* _What is asked_:
Quote the whole listing word for word, please.

--- start Stored rows ---

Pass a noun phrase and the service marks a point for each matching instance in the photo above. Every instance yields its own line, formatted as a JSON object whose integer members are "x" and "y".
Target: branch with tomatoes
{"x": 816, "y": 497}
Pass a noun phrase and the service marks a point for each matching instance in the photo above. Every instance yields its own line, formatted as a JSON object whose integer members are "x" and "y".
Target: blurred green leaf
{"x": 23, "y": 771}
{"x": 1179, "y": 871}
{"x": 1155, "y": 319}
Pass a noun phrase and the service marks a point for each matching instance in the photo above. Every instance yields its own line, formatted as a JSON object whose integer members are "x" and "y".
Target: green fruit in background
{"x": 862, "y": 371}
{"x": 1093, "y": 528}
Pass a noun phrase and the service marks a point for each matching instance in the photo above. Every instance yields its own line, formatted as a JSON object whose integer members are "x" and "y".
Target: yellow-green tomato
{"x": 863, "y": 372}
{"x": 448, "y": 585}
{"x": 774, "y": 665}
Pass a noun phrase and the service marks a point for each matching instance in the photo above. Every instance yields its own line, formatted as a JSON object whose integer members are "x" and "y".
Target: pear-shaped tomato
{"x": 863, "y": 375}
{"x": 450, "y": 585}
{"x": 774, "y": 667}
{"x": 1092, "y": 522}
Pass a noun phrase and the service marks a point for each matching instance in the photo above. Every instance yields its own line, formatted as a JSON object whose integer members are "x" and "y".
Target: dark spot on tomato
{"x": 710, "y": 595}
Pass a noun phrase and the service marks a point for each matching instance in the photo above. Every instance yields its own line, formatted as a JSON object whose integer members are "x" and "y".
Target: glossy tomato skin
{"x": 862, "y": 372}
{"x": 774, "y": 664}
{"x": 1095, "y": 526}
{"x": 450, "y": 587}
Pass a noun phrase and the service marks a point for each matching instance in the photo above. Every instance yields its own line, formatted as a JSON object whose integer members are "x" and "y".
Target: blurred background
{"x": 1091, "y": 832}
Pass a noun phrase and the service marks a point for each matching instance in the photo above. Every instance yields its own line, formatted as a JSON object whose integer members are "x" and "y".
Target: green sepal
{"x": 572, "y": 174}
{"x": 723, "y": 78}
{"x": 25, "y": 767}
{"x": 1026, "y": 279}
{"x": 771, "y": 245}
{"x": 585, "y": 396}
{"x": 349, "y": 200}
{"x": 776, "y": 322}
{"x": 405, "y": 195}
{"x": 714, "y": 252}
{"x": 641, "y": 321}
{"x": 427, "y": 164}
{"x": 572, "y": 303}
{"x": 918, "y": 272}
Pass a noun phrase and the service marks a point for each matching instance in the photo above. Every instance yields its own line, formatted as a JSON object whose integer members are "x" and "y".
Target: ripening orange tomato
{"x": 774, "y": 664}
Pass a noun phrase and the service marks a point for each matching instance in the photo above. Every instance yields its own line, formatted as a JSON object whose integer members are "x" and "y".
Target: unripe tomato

--- end Stored rows ---

* _Result of the exercise_:
Pass a noun phrase and the service marks a point for each matching instance in the photo above. Every instance yields its own line, formatted as a JSON object whose integer members are "x" and "y".
Target: branch with tomatoes
{"x": 816, "y": 497}
Pass a noun phrase and the service marks a point for each matching instance in the photo above. Every instance yields its own line, formatted as a JSON object whose integer members are "x" and "y".
Target: blurred green leaf
{"x": 23, "y": 771}
{"x": 1179, "y": 871}
{"x": 1155, "y": 319}
Pass a noun phrase and the service marks a point for each matching instance in the photo above. Every instance yields its own line, formatted as a JSON object whose integer members are "x" and "y".
Target: green fruit in background
{"x": 862, "y": 371}
{"x": 1093, "y": 528}
Pass a noun phrase and the service marks a point for each matching instance in the photo above. Every instance yields its own line, formatted as a JSON object whose integer members are "x" and "y".
Target: yellow-green tomato
{"x": 863, "y": 372}
{"x": 448, "y": 585}
{"x": 774, "y": 665}
Pass a noun phrase and the service marks a point for each matching instance in the photo above. Every instance yields its own line, formatted as a JSON object whose integer members are "x" and "y".
Target: pear-shaped tomato
{"x": 863, "y": 375}
{"x": 450, "y": 585}
{"x": 774, "y": 667}
{"x": 1092, "y": 522}
Pass a noun phrase and the service marks a point for each matching instance in the photo above. Every instance yields its own line, formatted as a JSON object whose integer members are "x" and "y".
Target: dark spot on tomato
{"x": 710, "y": 595}
Pass a noun phrase and the service marks a point for each matching instance in the photo above. Every instance yields its own line, formatted as a JSON object whose integer members are "x" and "y".
Target: glossy tomato skin
{"x": 862, "y": 372}
{"x": 774, "y": 664}
{"x": 1095, "y": 526}
{"x": 450, "y": 587}
Pass a noun phrase and the service marks a point for each matching instance in the photo above. Every instance yields its own line, formatted as a JSON object whose integer members are "x" and "y".
Target: blurred background
{"x": 1091, "y": 832}
Pass a noun phrase and the service marks a point for each matching instance in the photo above. Every instance yields its own line, formatted as a JSON object whose integer members are "x" and "y".
Target: green sepal
{"x": 572, "y": 174}
{"x": 723, "y": 78}
{"x": 25, "y": 767}
{"x": 1026, "y": 279}
{"x": 771, "y": 245}
{"x": 585, "y": 396}
{"x": 349, "y": 200}
{"x": 776, "y": 322}
{"x": 405, "y": 195}
{"x": 714, "y": 252}
{"x": 641, "y": 321}
{"x": 427, "y": 164}
{"x": 572, "y": 303}
{"x": 918, "y": 272}
Pass a noun phrase and the service marks a point for each matching instance in the photo above. Every instance yields its own line, formatted as a JSON object whose integer members are "x" and "y".
Target: ripening orange tomato
{"x": 774, "y": 664}
Pass a noun phrase and the service marks a point for each matching instance in the photo above. Every instance yields its own line, formatted as a JSON object whose integer members are "x" and "y".
Target: unripe tomato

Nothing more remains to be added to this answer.